WASHINGTON – President Barack Obama opened an ambitious, double-barreled assault on global warming and U.S. energy woes Monday, moving quickly toward rules requiring cleaner-running cars that guzzle less gas — a must, he said, for "our security, our economy and our planet."
He also vowed to succeed where a long line of predecessors had failed in slowing U.S. dependence on foreign oil.
Starting his second week in office, Obama took a major step toward allowing California and other states to target greenhouse gases through more stringent auto emission standards, and he ordered new federal rules directing automakers to start making more fuel-efficient cars as required by law.
The auto industry responded warily. Reducing planet-warming emissions is a great idea, carmakers and dealers said, but they expressed deep concern about costly regulations and conflicting state and federal rules at a time when people already are not buying cars. U.S. auto sales plunged 18 percent in 2008.
And industry analysts said the changes could cost consumers thousands of dollars — for smaller, "greener" cars.
Obama on Monday directed the Environmental Protection Agency to review whether California and more than a dozen states should be allowed to impose tougher auto emission standards on carmakers to fight greenhouse gas emissions. The Bush administration had blocked the efforts by the states, which account for about half of the nation's auto sales.
The new president also said his administration would issue new fuel-efficiency requirements to cover 2011 model year vehicles.
Obama acknowledged the worries of automakers but said urgent action was needed nonetheless. He said, "Our goal is not to further burden an already struggling industry. It is to help America's automakers prepare for the future."
He said that U.S. imports of foreign oil have continued to climb, even as previous presidents pledged to reverse the trend. No more, he said.
"I want to be clear from the beginning of this administration that we have made our choice: America will not be held hostage to dwindling resources, hostile regimes and a warming planet," Obama said in the ornate East Room of the White House, where an audience of environmentalists cheered him on.
Underscoring environmental worries, a new report said many damaging effects of climate change are already all but irreversible, sure to last until the year 3000 and beyond. "It's not like air pollution where if we turn off a smokestack, in a few days the air is clear," said Susan Solomon, chief author of the international report and a climate researcher with the National Oceanic and Atmospheric Administration's Earth System Research Laboratory in Boulder, Colo.

* _Written problem 1_
Reproduce the article on Obama's vehicle emission orders from "The new president" up to and including "more, he said.".
* _Written problem 2_
In the records, rename "retail shelf audit" to "street scene review" wherever it appears and write them out again with everything else unchanged, leaving out the pictures.
The article and the records are separate, unrelated material.

[Position annotation records]

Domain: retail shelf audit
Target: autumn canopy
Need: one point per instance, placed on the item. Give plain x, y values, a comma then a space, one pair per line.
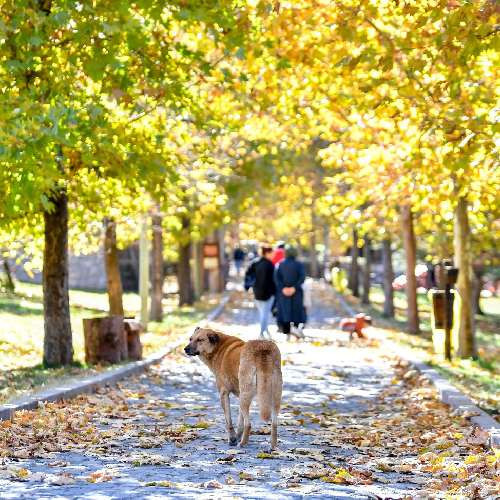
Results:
377, 119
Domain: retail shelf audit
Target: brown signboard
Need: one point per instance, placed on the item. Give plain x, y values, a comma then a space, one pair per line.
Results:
210, 250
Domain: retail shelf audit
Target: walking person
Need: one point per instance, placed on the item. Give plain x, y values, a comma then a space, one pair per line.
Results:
260, 277
238, 257
279, 253
289, 277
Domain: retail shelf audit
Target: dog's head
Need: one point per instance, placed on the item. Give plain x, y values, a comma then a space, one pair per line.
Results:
203, 342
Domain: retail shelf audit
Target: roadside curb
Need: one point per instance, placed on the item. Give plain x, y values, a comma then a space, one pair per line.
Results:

* _Written reply 1_
The new president also said his administration would issue new fuel-efficiency requirements to cover 2011 model year vehicles.
Obama acknowledged the worries of automakers but said urgent action was needed nonetheless. He said, "Our goal is not to further burden an already struggling industry. It is to help America's automakers prepare for the future."
He said that U.S. imports of foreign oil have continued to climb, even as previous presidents pledged to reverse the trend. No more, he said.

* _Written reply 2_
Domain: street scene review
Target: autumn canopy
Need: one point per instance, placed on the item. Give plain x, y values, a comma then a space, one pair per line.
Results:
377, 119
Domain: street scene review
Target: brown signboard
Need: one point per instance, placed on the item. Give plain x, y values, a comma then a space, one pair per line.
Results:
210, 250
Domain: street scene review
Target: walking person
Need: one point per instance, placed on the item. Give plain x, y values, a comma then a space, one pair per line.
Results:
260, 277
238, 257
279, 253
289, 277
Domain: street scene review
Target: dog's head
Need: one point per instance, placed on the item. Give plain x, y values, a comma then a space, one pair per line.
Results:
203, 342
Domain: street scene review
Target: roadside curb
Need: one point per instance, placed on the item. Give plain x, y values, a comma then a space, one pair per line.
Results:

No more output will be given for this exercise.